• _Directive_: Turn all of the data below into a numbered list with one line per entry. Leave out blank lines and the pictures.
================
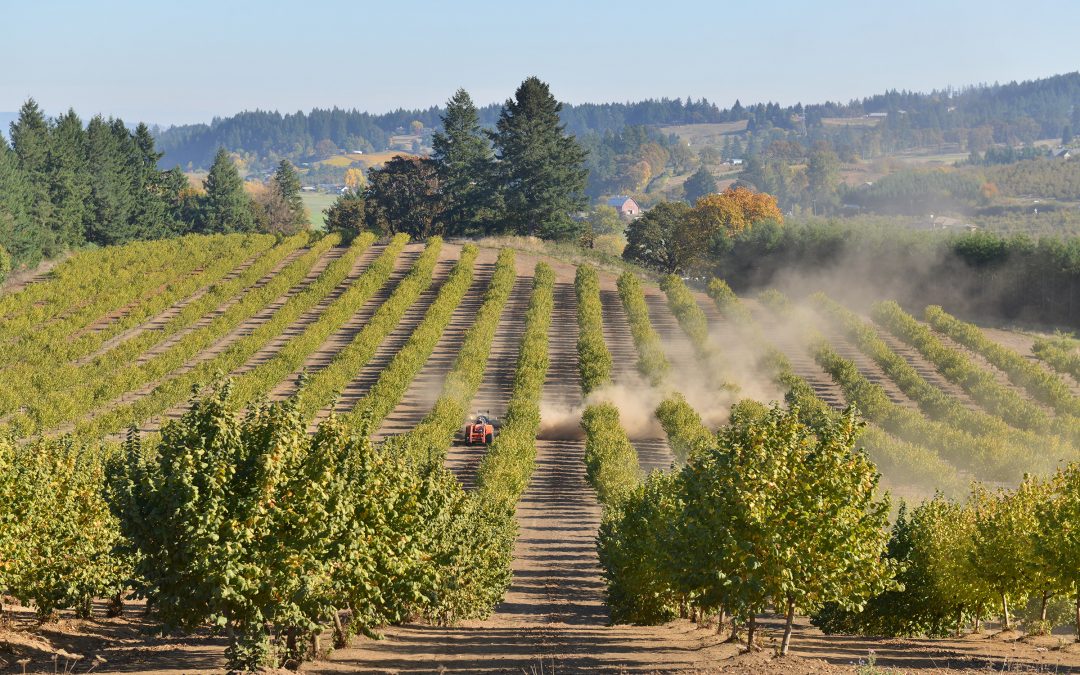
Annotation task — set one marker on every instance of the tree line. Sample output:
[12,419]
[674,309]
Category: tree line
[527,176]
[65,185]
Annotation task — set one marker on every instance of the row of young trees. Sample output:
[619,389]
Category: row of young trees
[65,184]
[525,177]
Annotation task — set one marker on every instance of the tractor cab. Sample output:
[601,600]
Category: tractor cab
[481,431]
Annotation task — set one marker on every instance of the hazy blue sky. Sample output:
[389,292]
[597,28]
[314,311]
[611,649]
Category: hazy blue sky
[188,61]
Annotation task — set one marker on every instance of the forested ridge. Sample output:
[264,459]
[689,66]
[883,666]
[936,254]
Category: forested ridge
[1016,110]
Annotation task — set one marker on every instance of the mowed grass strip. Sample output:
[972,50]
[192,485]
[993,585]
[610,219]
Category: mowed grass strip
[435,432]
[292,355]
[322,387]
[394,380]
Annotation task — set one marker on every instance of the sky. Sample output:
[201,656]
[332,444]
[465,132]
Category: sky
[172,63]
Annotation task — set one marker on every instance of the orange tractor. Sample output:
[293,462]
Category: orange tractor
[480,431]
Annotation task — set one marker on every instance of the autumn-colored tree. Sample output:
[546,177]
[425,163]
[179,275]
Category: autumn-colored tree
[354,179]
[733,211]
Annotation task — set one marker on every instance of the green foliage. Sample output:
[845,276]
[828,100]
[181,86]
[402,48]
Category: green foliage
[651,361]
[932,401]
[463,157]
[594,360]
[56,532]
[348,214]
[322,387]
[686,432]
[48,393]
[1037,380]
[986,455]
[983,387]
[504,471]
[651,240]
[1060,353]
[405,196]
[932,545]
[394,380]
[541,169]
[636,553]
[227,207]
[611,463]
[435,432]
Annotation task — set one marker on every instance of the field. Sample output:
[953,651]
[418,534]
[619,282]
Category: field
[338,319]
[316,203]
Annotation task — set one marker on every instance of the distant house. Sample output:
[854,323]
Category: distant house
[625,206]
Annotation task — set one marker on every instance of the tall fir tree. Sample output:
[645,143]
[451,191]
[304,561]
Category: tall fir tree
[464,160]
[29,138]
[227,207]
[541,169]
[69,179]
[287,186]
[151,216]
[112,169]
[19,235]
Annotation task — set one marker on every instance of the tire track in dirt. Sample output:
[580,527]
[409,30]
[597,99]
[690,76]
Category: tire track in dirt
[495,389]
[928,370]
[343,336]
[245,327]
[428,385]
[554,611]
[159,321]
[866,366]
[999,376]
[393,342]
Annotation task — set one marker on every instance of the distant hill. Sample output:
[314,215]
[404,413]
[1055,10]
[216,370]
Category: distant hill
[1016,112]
================
• _Response below_:
1. Annotation task — set one marker on every instance of the tree line. Sample output:
2. [12,419]
3. [674,309]
4. Category: tree line
5. [527,176]
6. [65,185]
7. Annotation task — set one marker on every instance of the row of young trees. Sample output:
8. [619,389]
9. Category: row of young trees
10. [65,184]
11. [525,177]
12. Annotation task — set one marker on every instance of the tractor cab. Sample output:
13. [601,600]
14. Category: tractor cab
15. [481,431]
16. Annotation task — set one marker on every instance of the hazy blue sky. Sample output:
17. [389,292]
18. [597,28]
19. [314,311]
20. [611,649]
21. Category: hazy blue sky
22. [188,61]
23. Annotation task — set one marker on every instance of the forested ridge. Sample output:
24. [264,459]
25. [689,66]
26. [883,666]
27. [936,254]
28. Category: forested ridge
29. [1016,110]
30. Annotation task — set one marker on every instance of the mowed grass strip. Sample output:
31. [972,50]
32. [192,485]
33. [993,585]
34. [610,219]
35. Category: mowed grass strip
36. [435,432]
37. [292,355]
38. [322,387]
39. [394,380]
40. Annotation task — set one marker on every instance of the sky. Sample output:
41. [201,656]
42. [332,444]
43. [465,132]
44. Category: sky
45. [172,63]
46. Annotation task — set one marker on every instance of the orange tractor. Sample output:
47. [293,462]
48. Category: orange tractor
49. [480,431]
50. Annotation task — set one marker on every instance of the autumn-colored tree. Sample output:
51. [546,177]
52. [425,163]
53. [179,275]
54. Category: autumn-colored tree
55. [354,179]
56. [733,211]
57. Annotation task — set one marker on every instance of the green foliage. Sample output:
58. [845,276]
59. [828,100]
60. [181,86]
61. [402,48]
62. Category: green foliage
63. [651,361]
64. [932,401]
65. [463,157]
66. [594,360]
67. [56,532]
68. [348,214]
69. [322,387]
70. [686,432]
71. [48,393]
72. [1037,380]
73. [986,455]
74. [983,387]
75. [504,471]
76. [651,240]
77. [1060,353]
78. [405,196]
79. [932,545]
80. [394,380]
81. [541,169]
82. [636,553]
83. [227,207]
84. [611,463]
85. [435,432]
86. Annotation task — set one marker on every instance of the field. Sample output:
87. [953,651]
88. [418,534]
89. [619,282]
90. Category: field
91. [338,319]
92. [316,203]
93. Annotation task — set one marker on every instance of the distant house. Sample output:
94. [854,323]
95. Category: distant house
96. [625,206]
97. Annotation task — set one marker on every instance of the tall fir tree. Sample output:
98. [645,143]
99. [451,191]
100. [304,561]
101. Category: tall fir tree
102. [464,160]
103. [29,138]
104. [227,207]
105. [541,169]
106. [69,179]
107. [287,186]
108. [151,216]
109. [112,169]
110. [19,235]
111. Annotation task — set one marker on every instance of the tire track in dirt. Sample output:
112. [580,527]
113. [409,30]
114. [597,99]
115. [690,76]
116. Category: tire track in dirt
117. [495,389]
118. [928,370]
119. [343,336]
120. [245,327]
121. [428,385]
122. [554,611]
123. [159,321]
124. [866,366]
125. [999,376]
126. [393,342]
127. Annotation task — set one marker on every instance of the distant hill. Sample output:
128. [314,215]
129. [404,413]
130. [1055,10]
131. [216,370]
132. Category: distant hill
133. [1016,112]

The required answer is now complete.